» Goals
• A. Answer these questions using the story about the Monodendri pitta:
(i) In which hamlet was the restaurant known for its open-faced fried pies?
(ii) What was the name of the restaurant's owner and cook?
(iii) How long did the pittas take to come out?
• B. Write the next part of the story about the Monodendri pitta, starting after its final sentence.

» Text shown

===============

Here's a fun story about "one that got away." For the past 20 or so years, I've traveled around Greece with my good friend, the terrific Athens-based food writer Aglaia Kremezi. On one trip through the Northern Zagora region (a beautiful area of gorges, forests, rivers, and mountains of layered rocks with a stunning monstery perched on a peak 3,200 feet above sea level) we stopped at a little restaurant in the tiny hamlet of Monodendri famous for its pittas or open faced fried pies -- thin, crisp, fragrant and warm slices of phyllo covered with a layer of shredded kasseri cheese and crumbled feta. The top had an unusual glossy sheen that seemed impossible if the pie was only fried.

No one beside the restaurant owner/cook, Kiki, knew how to make this pitta, and she adamantly refused to allow anyone near her when she prepared it. So when Agalai and I went there, we played "detective" while waiting for our pittas to come out. This took forty minutes, which, since we were the only customers, suggested a 40 minute cooking time. We also noticed that the menu included a few other items (pork chops, salad, feta, beer and wine), but nothing that would explain the huge crate of eggs we observed being carried into the kitchen. When Aglaia asked the waitress if eggs were on the menu, she told us 'no.' Eureka! Perhaps the glaze was somehow achieved with eggs!

===============

» Given information
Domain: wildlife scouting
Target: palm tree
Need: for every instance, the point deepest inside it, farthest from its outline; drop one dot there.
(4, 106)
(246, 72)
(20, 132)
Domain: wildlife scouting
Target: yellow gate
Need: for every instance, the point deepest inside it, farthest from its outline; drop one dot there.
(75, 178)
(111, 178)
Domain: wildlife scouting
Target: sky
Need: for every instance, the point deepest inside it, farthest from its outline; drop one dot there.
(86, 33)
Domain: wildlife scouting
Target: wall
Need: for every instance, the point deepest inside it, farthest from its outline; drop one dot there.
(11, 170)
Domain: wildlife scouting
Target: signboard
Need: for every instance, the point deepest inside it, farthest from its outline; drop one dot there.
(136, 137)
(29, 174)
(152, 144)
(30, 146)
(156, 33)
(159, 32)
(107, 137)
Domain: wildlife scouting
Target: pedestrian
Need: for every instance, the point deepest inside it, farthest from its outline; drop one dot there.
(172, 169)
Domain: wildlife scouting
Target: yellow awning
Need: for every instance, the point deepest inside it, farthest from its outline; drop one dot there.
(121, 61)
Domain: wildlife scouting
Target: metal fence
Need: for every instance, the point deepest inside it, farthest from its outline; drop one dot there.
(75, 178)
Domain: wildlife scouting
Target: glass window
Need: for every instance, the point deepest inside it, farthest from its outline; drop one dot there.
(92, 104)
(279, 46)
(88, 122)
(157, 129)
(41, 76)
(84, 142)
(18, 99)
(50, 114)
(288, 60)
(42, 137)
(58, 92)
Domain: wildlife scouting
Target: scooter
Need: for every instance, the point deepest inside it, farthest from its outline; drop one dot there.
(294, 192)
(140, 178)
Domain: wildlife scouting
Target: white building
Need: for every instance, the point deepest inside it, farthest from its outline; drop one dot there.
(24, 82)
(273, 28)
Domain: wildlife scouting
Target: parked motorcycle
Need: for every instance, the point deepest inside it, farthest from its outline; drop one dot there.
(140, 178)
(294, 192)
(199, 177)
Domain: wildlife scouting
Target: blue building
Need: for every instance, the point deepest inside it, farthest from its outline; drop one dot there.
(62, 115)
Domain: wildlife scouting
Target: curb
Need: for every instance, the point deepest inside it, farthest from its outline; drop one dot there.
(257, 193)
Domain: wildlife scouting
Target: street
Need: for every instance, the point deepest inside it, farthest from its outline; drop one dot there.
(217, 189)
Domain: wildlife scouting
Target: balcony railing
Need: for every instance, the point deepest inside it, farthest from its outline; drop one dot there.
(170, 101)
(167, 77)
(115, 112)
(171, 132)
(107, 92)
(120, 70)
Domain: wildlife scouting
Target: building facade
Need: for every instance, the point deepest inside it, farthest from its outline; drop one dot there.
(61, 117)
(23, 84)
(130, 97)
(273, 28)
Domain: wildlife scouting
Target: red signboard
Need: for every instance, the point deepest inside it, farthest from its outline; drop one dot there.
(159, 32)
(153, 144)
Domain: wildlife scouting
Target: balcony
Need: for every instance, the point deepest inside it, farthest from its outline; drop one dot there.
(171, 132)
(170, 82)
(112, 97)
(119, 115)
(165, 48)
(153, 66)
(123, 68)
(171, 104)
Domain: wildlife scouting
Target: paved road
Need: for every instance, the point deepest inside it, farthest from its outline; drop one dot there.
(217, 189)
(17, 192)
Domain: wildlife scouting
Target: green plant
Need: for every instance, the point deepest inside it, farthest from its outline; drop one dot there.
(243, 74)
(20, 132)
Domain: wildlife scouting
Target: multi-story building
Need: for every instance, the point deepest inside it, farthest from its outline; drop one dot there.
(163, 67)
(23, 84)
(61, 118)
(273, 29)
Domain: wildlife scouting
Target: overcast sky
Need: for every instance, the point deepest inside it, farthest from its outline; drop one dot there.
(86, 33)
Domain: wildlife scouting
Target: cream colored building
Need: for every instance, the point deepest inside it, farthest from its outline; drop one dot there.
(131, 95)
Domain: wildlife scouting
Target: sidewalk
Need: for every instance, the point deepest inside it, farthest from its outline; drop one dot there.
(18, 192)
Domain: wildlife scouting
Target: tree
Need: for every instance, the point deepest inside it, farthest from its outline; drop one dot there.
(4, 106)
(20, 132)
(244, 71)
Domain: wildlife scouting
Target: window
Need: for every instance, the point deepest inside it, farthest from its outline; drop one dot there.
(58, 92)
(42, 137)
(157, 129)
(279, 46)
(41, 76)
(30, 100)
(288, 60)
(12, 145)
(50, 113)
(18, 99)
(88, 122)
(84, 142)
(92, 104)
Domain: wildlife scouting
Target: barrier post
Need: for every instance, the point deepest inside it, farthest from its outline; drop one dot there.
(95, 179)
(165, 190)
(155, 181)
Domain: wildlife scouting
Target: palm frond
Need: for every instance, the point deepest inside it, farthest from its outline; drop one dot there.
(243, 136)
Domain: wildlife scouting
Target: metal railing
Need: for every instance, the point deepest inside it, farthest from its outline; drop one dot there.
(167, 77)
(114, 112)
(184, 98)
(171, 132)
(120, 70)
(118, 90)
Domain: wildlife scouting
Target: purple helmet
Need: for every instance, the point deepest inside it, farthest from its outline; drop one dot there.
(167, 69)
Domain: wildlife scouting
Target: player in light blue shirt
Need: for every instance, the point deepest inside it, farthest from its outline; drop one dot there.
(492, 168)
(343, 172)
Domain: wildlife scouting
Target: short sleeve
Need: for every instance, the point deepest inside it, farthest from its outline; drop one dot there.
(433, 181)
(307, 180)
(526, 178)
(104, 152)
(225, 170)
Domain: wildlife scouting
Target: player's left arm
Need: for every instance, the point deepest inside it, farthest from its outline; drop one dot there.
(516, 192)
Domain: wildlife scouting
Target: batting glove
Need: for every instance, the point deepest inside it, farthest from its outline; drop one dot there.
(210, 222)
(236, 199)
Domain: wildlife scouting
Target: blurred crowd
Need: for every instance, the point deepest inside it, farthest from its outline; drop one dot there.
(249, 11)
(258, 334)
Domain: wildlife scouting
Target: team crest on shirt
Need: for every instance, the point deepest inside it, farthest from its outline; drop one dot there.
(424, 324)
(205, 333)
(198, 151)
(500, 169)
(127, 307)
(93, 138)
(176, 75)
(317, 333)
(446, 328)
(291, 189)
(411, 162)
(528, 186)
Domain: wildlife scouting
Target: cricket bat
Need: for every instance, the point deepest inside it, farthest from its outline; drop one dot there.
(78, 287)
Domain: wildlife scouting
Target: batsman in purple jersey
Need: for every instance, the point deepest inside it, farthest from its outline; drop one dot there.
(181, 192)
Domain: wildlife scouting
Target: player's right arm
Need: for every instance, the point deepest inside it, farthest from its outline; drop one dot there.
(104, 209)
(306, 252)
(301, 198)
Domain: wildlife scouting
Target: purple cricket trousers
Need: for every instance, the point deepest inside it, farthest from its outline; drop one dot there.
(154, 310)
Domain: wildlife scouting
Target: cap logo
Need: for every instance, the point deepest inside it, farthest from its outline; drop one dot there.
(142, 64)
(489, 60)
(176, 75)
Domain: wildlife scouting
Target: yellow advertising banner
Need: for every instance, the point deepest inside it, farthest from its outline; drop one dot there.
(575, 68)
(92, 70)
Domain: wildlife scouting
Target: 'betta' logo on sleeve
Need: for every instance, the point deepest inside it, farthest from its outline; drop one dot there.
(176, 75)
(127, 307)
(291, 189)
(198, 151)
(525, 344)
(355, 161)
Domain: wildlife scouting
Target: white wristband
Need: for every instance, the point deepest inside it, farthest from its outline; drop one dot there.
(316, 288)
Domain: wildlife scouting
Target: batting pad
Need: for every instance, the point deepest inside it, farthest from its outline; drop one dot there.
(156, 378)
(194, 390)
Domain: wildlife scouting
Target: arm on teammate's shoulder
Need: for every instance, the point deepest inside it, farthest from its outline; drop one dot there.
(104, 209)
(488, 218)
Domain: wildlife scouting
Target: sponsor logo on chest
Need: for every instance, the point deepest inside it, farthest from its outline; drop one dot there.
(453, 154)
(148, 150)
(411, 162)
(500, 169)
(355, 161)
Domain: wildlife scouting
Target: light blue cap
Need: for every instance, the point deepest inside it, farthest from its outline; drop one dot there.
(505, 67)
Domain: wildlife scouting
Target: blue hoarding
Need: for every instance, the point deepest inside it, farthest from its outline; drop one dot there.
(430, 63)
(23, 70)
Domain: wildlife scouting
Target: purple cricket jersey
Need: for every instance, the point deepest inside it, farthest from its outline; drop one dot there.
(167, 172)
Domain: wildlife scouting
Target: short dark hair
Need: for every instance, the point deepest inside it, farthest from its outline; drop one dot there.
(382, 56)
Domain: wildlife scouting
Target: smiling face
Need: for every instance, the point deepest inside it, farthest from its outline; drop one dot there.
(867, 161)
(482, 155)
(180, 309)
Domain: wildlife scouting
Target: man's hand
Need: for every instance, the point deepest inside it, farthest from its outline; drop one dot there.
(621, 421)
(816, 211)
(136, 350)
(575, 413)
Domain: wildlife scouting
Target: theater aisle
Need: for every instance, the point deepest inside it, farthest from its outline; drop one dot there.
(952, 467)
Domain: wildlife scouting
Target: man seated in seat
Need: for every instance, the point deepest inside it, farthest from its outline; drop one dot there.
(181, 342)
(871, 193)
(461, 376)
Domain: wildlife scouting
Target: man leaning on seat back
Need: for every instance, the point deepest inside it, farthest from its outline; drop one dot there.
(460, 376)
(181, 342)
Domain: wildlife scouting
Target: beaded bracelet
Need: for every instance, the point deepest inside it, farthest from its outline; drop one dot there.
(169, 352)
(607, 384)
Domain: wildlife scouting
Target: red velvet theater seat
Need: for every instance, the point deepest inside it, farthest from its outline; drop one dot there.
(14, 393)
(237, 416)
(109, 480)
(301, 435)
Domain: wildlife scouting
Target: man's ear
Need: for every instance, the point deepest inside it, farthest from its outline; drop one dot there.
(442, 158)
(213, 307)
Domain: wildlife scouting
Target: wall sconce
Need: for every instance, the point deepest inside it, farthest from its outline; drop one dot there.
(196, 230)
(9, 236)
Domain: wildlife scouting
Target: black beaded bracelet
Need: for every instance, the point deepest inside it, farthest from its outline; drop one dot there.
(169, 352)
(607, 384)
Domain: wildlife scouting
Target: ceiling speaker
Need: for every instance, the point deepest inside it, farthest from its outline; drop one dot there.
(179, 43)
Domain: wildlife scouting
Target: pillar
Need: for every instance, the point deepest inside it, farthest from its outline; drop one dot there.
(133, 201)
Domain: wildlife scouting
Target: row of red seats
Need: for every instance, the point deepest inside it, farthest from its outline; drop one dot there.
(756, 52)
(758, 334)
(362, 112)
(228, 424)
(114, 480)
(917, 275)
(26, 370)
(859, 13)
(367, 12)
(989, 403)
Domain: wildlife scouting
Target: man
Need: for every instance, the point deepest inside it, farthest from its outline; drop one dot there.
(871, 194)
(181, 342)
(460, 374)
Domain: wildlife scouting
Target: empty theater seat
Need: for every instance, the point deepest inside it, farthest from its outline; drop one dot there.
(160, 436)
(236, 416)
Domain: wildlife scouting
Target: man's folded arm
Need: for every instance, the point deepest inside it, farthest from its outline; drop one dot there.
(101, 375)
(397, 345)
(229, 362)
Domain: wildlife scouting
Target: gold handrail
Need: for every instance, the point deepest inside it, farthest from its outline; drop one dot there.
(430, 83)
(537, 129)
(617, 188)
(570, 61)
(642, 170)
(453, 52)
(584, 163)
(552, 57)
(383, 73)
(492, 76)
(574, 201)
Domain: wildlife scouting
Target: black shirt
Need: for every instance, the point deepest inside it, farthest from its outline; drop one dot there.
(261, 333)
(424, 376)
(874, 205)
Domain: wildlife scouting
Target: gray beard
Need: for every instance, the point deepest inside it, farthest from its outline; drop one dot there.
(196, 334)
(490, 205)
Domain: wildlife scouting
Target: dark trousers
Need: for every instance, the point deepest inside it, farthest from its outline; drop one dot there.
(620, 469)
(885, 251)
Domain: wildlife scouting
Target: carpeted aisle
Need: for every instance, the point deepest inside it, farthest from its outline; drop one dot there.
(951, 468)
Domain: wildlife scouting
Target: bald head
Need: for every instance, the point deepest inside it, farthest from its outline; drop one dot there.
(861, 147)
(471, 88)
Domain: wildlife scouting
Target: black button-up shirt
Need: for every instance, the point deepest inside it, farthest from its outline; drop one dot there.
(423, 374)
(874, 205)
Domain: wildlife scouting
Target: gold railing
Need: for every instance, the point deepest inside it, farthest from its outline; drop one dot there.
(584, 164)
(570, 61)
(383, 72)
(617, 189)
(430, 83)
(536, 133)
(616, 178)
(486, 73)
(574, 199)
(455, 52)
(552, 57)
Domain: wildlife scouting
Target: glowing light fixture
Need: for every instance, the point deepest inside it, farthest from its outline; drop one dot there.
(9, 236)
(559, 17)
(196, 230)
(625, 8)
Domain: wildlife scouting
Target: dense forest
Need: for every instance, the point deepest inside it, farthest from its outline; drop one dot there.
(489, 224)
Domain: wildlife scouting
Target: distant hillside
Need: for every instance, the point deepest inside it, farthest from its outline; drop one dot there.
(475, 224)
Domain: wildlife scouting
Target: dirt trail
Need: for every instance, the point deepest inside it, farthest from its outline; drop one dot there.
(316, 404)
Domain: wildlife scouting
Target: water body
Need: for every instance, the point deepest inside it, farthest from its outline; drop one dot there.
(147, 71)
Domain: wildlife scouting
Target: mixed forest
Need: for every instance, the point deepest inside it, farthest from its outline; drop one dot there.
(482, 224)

===============

» Answers given
• A.
(i) Monodendri
(ii) Kiki
(iii) Forty minutes

• B.
When I got back to New York, I tried to reproduce the dish adding a thin egg batter to the top to duplicate the shine. After several trials, I came up with something that seemed fairly close to what we'd liked so much back in Monodendri. Meantime, Aglaia did her own experimentation, and presented her version in her next book. It was completely different from mine, and, I felt, equally delicious. A few years later a third Greek food writer also published what she said was Kiki's secret recipe. I tried that one too, it was very good, but not quite the same as the original. So there you are -- three serious food writers trying to reproduce a secret recipe, each coming up with a different excellent tasting "solution." Kiki, no doubt, will take her secret with her to the grave!

“C’est dans les vieux pots, qu’on fait la bonne soupe!”, or ‘it is in old pots that good soup is made’.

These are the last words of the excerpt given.